== DATA PROVIDED ==
----------------------------------------
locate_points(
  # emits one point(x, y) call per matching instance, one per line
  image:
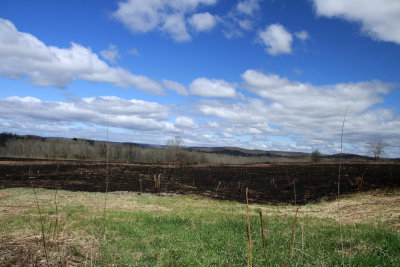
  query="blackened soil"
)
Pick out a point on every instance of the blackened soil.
point(283, 183)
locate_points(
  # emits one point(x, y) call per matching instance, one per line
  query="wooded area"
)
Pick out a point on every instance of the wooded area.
point(12, 145)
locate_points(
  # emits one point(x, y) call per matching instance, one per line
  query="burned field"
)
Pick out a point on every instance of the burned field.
point(278, 183)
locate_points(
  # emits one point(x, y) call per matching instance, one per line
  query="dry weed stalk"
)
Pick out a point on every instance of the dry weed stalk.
point(105, 195)
point(263, 239)
point(42, 226)
point(340, 167)
point(249, 256)
point(291, 240)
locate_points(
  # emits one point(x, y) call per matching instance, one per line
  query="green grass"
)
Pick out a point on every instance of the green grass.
point(148, 230)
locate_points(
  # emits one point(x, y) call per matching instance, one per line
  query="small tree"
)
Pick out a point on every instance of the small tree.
point(377, 147)
point(315, 156)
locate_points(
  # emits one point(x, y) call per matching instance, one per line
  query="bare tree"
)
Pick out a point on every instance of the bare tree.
point(316, 155)
point(377, 147)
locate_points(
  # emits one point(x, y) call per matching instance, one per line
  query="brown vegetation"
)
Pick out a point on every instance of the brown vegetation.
----------------------------------------
== EXERCISE TASK ==
From the records above, pull out every line that contains the string "burned" and copy each one in full.

== CORRECT OUTPUT ==
  query="burned field"
Pick out a point on every instance of the burned field.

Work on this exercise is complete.